* TASK INSTRUCTIONS *
1 - Decide whether each statement agrees with the article on the Harry's Pride campaign, answering yes or no and quoting the article's deciding words: (a) Harry's introduced the Flamingo brand in 2018. (b) The campaign features bright rainbow imagery. (c) This is the first joint campaign for Harry's and Flamingo.
2 - From the article on the Harry's Pride campaign, extract everything from "For Pride, Harry's" down to "Lia Clay Miller.", copied word for word.

* EXCERPT TO READ *

================

Commentary

For Pride, Harry's Trades Rainbows For B&W

Harry’s, the men’s grooming brand, has always kept campaigns for Flamingo, its women’s collection, separate. But to celebrate Pride month -- and the basic biological reality that a hair is a hair, no matter where -- it’s running its first joint campaign and product promotion.

And rather than splashy June rainbows or bright lady-razor pink, it’s using striking black-and-white portraits from fashion photographer Lia Clay Miller.

Marina Cashdan, head of creative and communications at Harry’s, tells D2C FYI that the decision to do the first joint campaign came from her thinking harder about how shaving products “have always lived in a pretty binary space.”

Harry’s, which started offering D2C subscriptions back in 2013 and introduced the Flamingo women’s brand in 2018, did too.

“It felt like time for us to acknowledge that people aren’t so 'choose either A or B’ about razors,” Cashdan says. “It’s much more fluid than the personal care industry has represented.”

The point of the campaign, she says, is that “hair removal should be comfortable and supportive and inclusive, no matter your gender.”

================

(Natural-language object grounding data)
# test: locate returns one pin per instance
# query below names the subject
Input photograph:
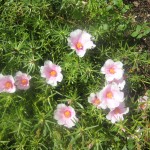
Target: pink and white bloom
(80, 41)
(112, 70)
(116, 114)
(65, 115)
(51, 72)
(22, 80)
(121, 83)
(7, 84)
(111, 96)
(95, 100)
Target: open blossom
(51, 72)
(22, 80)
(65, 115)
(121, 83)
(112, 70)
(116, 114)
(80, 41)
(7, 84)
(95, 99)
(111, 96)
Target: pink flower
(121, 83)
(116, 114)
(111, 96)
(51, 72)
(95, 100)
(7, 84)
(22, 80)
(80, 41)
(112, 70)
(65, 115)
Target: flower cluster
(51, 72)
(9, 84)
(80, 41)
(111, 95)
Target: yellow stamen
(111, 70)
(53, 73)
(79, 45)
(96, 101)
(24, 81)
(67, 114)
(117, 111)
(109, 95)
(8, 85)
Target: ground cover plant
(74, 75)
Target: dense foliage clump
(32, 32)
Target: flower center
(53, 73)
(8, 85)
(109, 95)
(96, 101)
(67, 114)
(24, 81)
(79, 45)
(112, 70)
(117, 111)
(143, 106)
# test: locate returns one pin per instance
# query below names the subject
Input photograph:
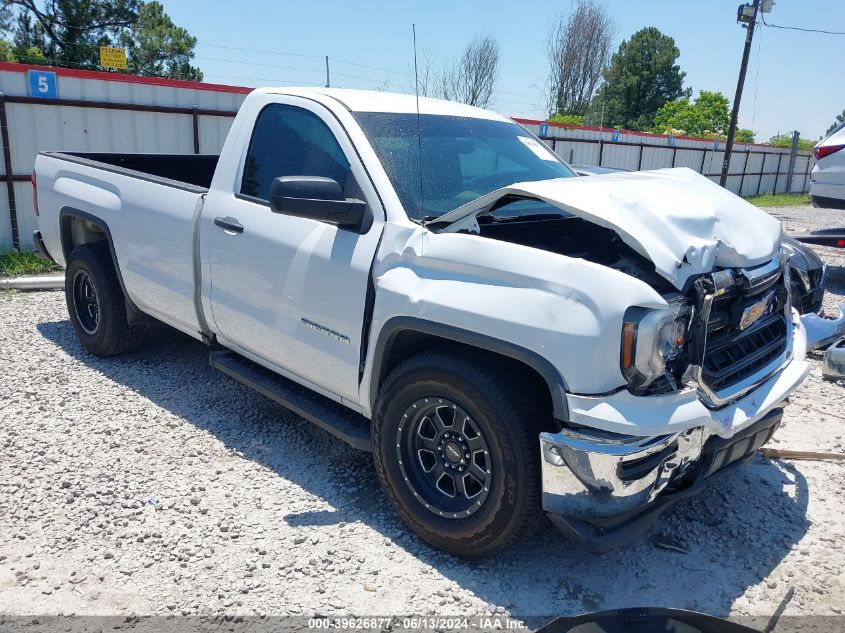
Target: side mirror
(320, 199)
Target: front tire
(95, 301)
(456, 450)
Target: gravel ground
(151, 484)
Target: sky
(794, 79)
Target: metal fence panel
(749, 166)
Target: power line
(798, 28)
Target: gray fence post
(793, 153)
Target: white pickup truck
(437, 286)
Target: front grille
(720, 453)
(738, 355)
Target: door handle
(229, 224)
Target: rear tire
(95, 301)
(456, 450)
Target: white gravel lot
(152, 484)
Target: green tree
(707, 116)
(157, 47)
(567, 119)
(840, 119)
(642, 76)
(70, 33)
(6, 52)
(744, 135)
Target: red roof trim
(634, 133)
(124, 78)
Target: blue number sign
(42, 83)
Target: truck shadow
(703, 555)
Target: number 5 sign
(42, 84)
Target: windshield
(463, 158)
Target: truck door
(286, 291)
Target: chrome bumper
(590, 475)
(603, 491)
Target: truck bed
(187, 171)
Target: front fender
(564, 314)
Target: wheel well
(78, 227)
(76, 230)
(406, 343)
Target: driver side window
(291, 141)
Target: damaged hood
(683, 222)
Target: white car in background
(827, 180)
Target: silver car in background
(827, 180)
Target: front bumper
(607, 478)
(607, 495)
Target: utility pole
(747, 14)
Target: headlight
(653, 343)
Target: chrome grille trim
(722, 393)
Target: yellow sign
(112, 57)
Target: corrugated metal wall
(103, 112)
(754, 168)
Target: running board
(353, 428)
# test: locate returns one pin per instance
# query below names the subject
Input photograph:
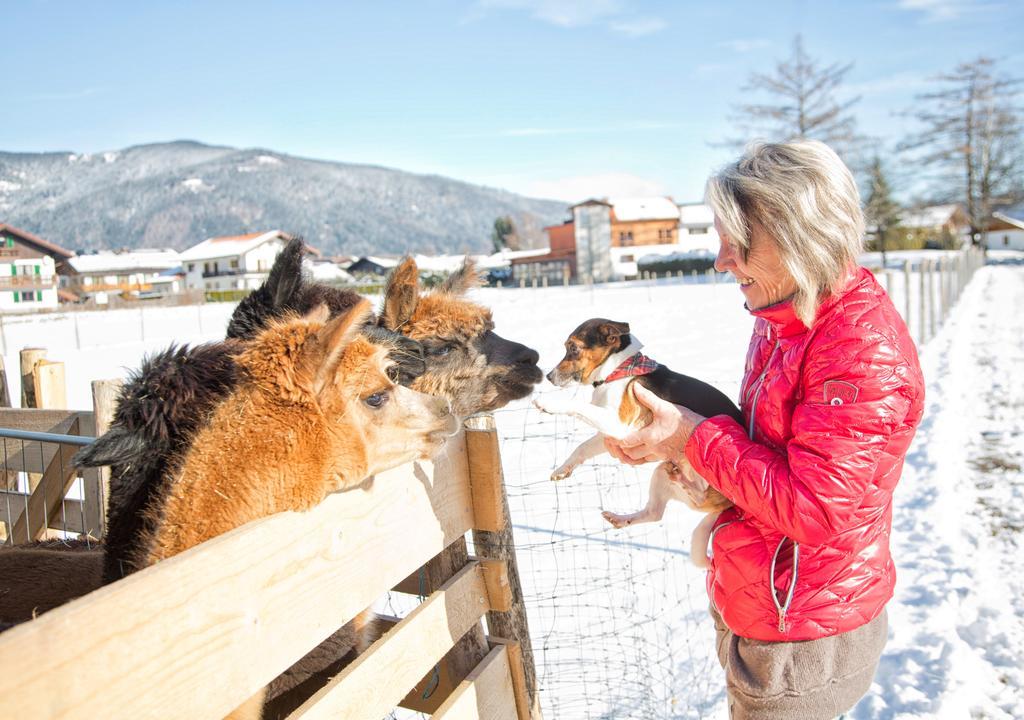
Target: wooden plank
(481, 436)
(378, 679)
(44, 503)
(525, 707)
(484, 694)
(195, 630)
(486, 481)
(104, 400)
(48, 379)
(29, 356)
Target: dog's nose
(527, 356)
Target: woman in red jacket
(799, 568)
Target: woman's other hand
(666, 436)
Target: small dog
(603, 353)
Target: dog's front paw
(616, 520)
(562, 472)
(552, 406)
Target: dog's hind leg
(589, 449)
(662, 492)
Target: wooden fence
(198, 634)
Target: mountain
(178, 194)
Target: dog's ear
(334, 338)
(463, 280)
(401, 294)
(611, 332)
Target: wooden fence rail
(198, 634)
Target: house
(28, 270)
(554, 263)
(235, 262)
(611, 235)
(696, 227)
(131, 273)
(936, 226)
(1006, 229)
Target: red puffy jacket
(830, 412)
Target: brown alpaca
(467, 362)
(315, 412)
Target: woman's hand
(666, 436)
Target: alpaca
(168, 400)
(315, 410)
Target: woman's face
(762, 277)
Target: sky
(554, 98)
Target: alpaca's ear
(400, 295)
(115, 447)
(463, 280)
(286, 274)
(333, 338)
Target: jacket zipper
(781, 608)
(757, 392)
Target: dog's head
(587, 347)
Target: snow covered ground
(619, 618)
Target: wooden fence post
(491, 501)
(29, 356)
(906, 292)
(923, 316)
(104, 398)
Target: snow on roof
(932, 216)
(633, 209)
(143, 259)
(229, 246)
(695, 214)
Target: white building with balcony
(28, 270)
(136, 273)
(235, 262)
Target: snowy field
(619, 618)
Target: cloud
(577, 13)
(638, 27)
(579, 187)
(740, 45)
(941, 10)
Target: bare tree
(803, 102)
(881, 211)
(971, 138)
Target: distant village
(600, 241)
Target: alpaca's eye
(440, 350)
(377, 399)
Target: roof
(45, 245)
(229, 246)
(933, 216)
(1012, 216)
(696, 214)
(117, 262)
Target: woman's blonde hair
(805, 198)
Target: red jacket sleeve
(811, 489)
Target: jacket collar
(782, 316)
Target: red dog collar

================

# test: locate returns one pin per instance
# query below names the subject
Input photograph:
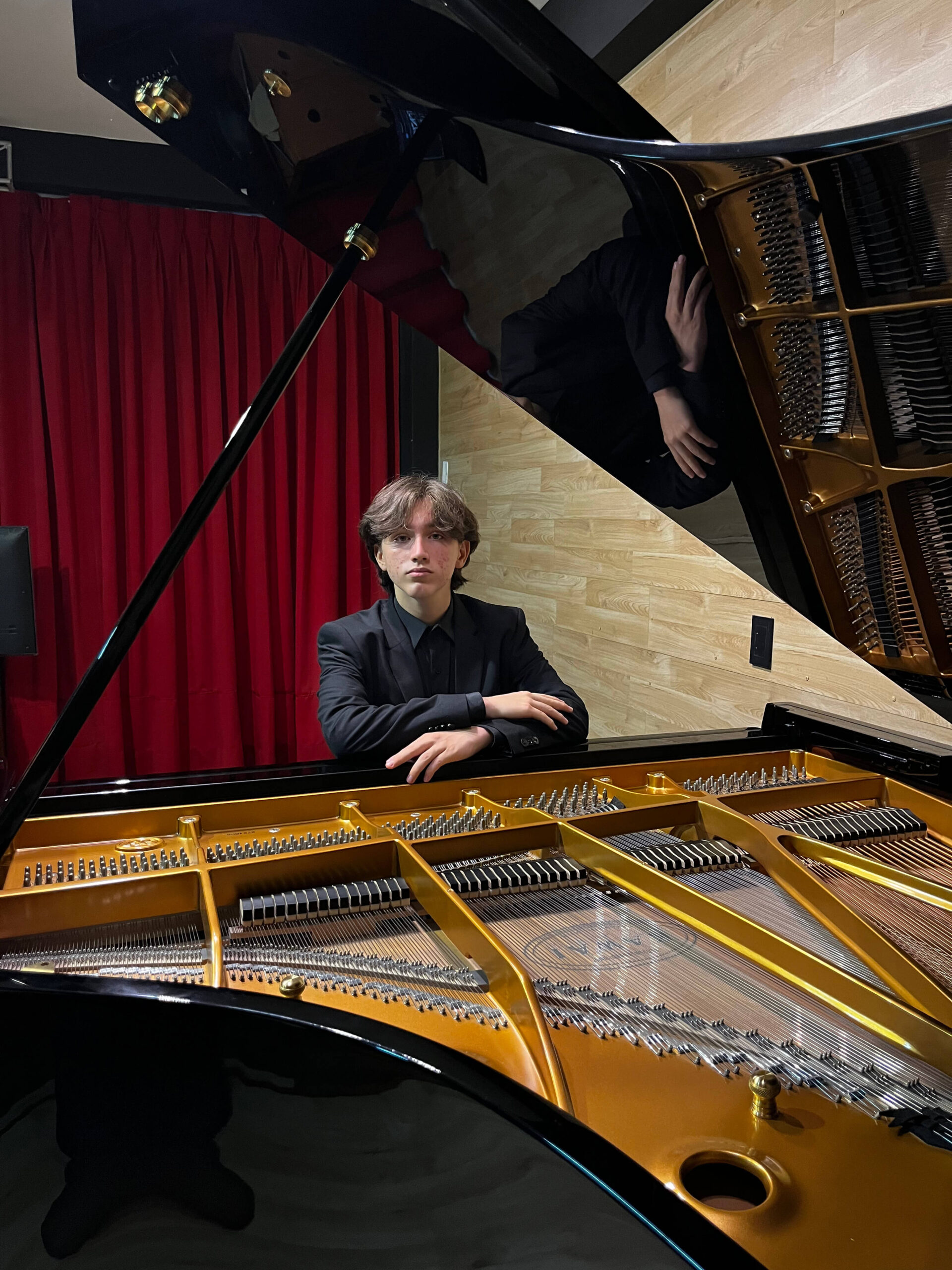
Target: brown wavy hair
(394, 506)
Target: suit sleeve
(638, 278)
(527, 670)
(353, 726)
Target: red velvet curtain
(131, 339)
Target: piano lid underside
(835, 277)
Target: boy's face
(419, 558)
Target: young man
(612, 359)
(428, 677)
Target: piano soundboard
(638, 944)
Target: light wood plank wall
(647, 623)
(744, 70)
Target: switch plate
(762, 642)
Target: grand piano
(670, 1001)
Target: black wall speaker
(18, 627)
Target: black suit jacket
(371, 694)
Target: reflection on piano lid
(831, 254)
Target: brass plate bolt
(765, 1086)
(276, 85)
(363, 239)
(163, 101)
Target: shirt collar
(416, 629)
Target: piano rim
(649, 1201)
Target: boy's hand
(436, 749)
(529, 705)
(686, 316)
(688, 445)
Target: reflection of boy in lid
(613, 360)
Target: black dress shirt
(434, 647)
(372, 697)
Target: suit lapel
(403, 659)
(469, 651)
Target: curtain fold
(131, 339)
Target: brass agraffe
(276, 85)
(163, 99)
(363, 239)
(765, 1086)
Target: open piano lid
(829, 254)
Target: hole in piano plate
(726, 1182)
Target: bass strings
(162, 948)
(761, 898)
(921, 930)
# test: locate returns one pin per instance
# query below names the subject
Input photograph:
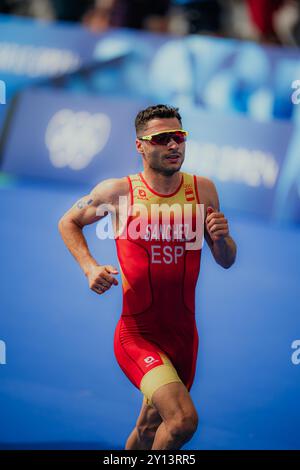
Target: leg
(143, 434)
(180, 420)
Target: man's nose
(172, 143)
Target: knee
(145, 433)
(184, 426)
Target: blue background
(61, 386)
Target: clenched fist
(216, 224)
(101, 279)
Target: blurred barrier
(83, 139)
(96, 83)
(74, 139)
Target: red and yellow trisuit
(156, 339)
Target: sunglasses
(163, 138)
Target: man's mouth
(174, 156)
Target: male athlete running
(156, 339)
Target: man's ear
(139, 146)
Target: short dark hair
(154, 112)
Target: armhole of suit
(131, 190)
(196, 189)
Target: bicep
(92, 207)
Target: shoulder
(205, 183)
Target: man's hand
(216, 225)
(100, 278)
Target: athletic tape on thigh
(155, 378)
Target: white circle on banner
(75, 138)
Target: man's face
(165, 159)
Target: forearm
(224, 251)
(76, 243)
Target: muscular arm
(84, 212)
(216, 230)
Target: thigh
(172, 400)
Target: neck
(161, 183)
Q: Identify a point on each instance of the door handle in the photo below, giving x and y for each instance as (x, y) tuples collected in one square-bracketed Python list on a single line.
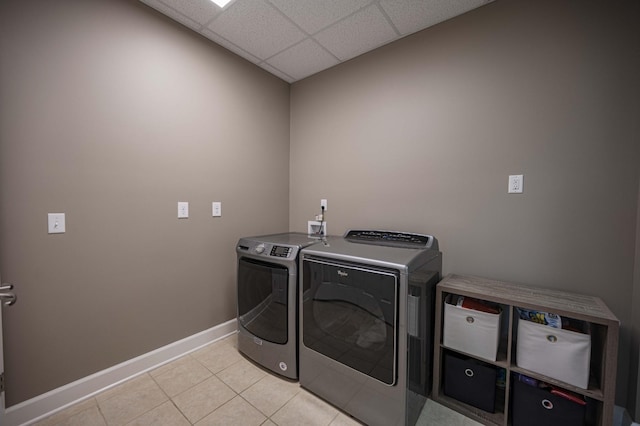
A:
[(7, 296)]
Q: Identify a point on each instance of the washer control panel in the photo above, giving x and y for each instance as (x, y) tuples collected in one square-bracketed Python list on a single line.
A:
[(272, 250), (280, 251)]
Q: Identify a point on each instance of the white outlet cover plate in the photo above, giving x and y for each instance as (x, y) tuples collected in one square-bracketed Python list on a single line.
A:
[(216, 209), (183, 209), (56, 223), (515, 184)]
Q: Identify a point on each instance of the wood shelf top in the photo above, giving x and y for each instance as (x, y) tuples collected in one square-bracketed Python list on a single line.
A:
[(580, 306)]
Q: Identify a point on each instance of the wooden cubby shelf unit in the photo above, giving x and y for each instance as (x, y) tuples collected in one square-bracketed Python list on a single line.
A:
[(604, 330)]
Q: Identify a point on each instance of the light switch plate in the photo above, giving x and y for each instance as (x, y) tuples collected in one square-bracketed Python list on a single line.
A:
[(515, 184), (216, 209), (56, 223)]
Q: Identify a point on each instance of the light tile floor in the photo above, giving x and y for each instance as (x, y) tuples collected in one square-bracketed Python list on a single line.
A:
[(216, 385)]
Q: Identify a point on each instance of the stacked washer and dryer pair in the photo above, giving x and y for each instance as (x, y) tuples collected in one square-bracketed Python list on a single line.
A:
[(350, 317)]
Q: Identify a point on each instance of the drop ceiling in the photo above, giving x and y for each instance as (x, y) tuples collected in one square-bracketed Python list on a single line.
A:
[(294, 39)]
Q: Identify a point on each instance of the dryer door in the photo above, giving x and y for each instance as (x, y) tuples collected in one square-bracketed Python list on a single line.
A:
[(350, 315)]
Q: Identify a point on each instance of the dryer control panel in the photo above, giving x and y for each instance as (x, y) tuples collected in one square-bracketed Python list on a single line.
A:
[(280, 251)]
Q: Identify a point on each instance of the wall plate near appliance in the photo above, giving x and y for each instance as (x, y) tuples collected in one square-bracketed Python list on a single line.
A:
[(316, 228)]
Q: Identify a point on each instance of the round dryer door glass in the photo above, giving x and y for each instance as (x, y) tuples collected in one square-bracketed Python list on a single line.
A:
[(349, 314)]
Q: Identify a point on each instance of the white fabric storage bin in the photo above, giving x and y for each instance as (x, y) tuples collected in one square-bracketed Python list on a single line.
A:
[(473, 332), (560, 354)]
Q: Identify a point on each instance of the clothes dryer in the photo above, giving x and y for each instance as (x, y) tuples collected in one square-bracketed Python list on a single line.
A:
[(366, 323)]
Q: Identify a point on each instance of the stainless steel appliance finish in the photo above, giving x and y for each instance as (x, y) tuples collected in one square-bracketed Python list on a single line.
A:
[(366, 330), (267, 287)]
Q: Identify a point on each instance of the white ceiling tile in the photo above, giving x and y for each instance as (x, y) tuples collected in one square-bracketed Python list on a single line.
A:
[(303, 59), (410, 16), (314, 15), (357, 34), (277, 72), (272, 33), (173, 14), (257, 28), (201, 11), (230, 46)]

================

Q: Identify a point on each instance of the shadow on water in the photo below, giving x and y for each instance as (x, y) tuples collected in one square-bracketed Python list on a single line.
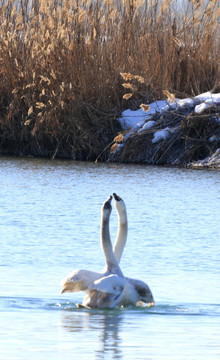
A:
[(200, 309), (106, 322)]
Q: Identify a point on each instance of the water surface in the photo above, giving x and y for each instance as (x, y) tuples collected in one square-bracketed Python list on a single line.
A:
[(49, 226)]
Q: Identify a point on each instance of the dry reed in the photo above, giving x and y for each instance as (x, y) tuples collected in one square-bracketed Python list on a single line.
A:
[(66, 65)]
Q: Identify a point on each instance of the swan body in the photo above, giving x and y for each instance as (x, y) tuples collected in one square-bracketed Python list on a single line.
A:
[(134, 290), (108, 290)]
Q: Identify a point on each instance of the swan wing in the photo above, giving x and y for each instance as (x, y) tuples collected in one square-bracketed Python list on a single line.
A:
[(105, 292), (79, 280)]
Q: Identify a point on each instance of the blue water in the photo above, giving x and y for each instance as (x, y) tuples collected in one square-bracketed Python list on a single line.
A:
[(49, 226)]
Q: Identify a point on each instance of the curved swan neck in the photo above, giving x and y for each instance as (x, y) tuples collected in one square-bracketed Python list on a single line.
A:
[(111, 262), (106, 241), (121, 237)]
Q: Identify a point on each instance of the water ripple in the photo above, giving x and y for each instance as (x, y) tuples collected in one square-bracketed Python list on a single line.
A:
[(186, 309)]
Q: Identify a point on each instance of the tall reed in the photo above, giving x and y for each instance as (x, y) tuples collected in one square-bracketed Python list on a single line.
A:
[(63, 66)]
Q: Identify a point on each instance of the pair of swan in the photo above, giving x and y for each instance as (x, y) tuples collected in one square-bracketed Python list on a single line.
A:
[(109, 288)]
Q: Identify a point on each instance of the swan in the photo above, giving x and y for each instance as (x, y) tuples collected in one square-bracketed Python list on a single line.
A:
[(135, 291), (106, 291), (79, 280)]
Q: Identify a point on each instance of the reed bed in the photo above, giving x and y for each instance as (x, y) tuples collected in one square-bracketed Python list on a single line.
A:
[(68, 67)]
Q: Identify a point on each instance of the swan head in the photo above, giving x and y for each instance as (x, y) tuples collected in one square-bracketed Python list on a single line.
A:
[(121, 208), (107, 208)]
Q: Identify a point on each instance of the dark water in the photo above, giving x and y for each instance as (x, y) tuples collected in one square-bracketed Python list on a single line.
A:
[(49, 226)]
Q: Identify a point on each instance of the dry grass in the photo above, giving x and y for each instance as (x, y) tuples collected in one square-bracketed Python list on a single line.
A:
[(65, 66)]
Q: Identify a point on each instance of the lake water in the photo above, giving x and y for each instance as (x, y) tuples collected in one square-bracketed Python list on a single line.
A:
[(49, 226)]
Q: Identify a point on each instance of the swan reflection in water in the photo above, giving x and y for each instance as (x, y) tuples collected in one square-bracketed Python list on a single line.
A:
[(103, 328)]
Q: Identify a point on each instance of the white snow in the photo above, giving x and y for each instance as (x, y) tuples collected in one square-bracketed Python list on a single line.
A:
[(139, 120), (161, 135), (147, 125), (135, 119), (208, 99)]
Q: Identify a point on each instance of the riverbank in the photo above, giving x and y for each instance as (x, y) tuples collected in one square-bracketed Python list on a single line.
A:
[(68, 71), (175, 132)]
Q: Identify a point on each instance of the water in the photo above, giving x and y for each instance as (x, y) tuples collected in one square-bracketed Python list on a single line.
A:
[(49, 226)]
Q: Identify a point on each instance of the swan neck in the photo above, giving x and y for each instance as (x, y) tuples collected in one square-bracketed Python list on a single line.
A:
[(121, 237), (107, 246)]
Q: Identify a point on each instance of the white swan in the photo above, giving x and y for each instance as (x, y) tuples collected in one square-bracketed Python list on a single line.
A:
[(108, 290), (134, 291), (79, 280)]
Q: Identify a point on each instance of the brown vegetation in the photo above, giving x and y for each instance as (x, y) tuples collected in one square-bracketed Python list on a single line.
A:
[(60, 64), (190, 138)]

================

* ANSWERS PROVIDED *
1 -
(a) Yes: "introduced the Flamingo women’s brand in 2018"
(b) No: "rather than splashy June rainbows or bright lady-razor pink, it’s using striking black-and-white portraits from fashion photographer Lia Clay Miller"
(c) Yes: "it’s running its first joint campaign and product promotion"

2 -
For Pride, Harry's Trades Rainbows For B&W

Harry’s, the men’s grooming brand, has always kept campaigns for Flamingo, its women’s collection, separate. But to celebrate Pride month -- and the basic biological reality that a hair is a hair, no matter where -- it’s running its first joint campaign and product promotion.

And rather than splashy June rainbows or bright lady-razor pink, it’s using striking black-and-white portraits from fashion photographer Lia Clay Miller.